What you are asked to do: Quote the lines from the line holding "pin: the bush, one" to the very end of the listing, exactly, and no others.

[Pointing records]
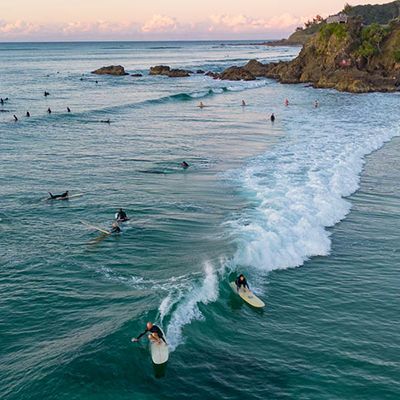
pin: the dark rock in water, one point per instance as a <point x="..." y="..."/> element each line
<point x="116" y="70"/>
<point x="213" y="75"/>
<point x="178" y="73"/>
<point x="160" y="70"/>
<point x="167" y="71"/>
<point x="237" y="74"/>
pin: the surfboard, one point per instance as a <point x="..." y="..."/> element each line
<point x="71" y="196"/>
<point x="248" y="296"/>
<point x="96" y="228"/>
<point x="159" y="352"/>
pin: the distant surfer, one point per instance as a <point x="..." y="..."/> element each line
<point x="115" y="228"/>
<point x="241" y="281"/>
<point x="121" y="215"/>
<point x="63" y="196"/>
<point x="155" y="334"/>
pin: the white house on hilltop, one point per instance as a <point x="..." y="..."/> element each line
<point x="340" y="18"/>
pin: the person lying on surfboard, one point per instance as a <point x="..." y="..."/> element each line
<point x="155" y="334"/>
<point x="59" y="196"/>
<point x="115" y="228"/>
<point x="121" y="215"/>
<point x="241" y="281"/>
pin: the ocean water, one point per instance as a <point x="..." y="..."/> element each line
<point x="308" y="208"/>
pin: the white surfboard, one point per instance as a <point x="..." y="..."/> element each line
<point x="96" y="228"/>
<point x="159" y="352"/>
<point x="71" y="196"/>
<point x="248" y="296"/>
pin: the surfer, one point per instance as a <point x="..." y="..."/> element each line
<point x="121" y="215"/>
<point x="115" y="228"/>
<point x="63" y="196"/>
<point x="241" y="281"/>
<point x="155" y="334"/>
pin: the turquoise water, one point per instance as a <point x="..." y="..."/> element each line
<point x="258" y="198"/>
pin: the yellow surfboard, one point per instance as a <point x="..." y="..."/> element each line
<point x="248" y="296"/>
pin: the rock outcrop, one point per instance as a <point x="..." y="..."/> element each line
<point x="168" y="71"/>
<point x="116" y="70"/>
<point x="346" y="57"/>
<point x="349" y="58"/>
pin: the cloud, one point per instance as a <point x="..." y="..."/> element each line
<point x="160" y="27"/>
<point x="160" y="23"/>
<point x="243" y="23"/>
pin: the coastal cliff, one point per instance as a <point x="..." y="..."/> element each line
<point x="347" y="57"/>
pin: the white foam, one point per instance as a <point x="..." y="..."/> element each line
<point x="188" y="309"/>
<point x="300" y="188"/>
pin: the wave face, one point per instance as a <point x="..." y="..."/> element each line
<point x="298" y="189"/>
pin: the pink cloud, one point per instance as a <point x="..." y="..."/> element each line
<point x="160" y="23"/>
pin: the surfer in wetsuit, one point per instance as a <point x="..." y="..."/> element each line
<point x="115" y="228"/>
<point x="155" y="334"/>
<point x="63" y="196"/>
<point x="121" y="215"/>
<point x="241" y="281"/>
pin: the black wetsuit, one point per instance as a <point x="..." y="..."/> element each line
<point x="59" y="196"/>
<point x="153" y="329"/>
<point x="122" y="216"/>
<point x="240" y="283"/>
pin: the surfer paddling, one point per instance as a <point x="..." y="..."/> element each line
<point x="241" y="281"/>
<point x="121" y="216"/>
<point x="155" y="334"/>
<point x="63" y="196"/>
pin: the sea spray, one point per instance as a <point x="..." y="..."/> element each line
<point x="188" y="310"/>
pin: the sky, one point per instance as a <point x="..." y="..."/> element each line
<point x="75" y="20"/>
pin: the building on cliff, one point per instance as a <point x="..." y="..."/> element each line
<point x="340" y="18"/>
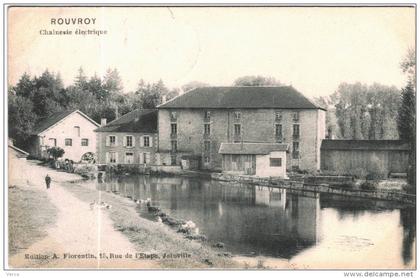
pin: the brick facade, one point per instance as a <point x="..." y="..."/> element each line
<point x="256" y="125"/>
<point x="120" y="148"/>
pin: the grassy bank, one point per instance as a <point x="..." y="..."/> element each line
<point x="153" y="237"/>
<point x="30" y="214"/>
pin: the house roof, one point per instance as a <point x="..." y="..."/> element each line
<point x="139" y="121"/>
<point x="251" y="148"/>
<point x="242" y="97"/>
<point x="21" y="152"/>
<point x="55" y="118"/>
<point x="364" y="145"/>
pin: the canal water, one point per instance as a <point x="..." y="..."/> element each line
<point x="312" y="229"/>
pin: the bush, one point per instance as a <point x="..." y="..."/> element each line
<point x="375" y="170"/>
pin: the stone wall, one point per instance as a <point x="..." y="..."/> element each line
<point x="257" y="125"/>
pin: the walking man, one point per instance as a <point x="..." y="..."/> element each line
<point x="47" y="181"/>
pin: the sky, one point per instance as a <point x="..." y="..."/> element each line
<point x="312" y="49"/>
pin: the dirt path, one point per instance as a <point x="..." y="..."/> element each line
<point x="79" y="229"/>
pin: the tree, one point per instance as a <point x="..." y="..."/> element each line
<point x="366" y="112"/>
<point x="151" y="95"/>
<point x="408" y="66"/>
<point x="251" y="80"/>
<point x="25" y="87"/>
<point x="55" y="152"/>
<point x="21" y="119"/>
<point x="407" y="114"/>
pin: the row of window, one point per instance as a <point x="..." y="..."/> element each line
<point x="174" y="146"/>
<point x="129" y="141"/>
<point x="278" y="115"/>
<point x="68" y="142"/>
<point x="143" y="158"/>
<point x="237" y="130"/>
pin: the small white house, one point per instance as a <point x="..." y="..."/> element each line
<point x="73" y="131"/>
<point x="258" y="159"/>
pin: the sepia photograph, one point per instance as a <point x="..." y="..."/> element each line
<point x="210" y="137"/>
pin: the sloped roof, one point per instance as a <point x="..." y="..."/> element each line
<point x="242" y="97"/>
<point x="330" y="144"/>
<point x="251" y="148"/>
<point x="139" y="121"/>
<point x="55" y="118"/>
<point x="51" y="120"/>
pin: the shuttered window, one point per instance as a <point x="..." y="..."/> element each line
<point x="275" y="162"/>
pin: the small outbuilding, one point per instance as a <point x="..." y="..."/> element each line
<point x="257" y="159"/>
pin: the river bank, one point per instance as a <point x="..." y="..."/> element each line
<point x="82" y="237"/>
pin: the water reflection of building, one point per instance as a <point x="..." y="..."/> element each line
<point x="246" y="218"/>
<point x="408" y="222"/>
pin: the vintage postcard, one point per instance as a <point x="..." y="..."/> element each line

Finished task:
pin: the bush, one point per instance as a <point x="..." y="..."/> element each line
<point x="375" y="170"/>
pin: the stone wall, one point per instance as a <point x="..." y="..."/> element each line
<point x="257" y="125"/>
pin: the walking man, one point per instance as a <point x="..." y="..."/> element each line
<point x="47" y="181"/>
pin: the sky, one point per instance as a <point x="..." y="..."/> element each line
<point x="312" y="49"/>
pin: the dirt path, one point per instance as a <point x="..." y="..."/> element each line
<point x="79" y="229"/>
pin: the tree, one point per instance as a <point x="..." y="..."/> element each line
<point x="366" y="112"/>
<point x="151" y="95"/>
<point x="408" y="66"/>
<point x="251" y="80"/>
<point x="25" y="87"/>
<point x="55" y="152"/>
<point x="21" y="119"/>
<point x="407" y="114"/>
pin: the row of window, one point per instance as a <point x="..." y="..."/> element each line
<point x="174" y="146"/>
<point x="129" y="141"/>
<point x="278" y="115"/>
<point x="68" y="142"/>
<point x="143" y="158"/>
<point x="237" y="130"/>
pin: the small white house, one point per instance as a <point x="..." y="..."/> element each line
<point x="73" y="131"/>
<point x="258" y="159"/>
pin: the sepia photograph, one point per instance as a <point x="..." y="..."/> element each line
<point x="210" y="137"/>
pin: the sloped roof, one point per instance as a <point x="..." y="..."/> element each line
<point x="242" y="97"/>
<point x="330" y="144"/>
<point x="251" y="148"/>
<point x="139" y="121"/>
<point x="55" y="118"/>
<point x="51" y="120"/>
pin: the shuttered window, one point per instance as a <point x="..." y="..."/> element each line
<point x="275" y="162"/>
pin: the small outbuilding, one point per instance as a <point x="..." y="..."/> element each line
<point x="257" y="159"/>
pin: the river bank, one point per instance as a <point x="..." y="..."/> element each line
<point x="82" y="237"/>
pin: the water reflection of building, one point per instance as a <point x="..." y="..."/> element each line
<point x="246" y="218"/>
<point x="408" y="222"/>
pin: the vintage postcard, one point per instance as a <point x="..." y="..."/> element each line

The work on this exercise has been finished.